======== Given data ========

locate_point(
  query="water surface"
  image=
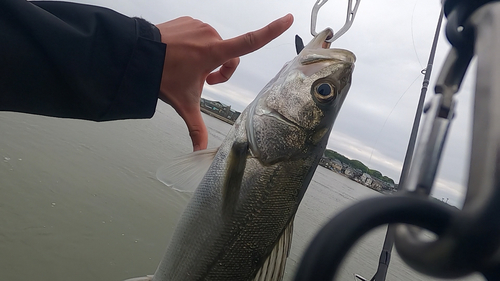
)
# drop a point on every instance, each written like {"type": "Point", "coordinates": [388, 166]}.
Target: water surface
{"type": "Point", "coordinates": [79, 200]}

========

For this task, give the full listing again verbatim and keep out every picture.

● Reply to the exercise
locate_point(
  query="water surface"
  image=
)
# drop a point on every instance, each written like {"type": "Point", "coordinates": [388, 166]}.
Target: water surface
{"type": "Point", "coordinates": [79, 200]}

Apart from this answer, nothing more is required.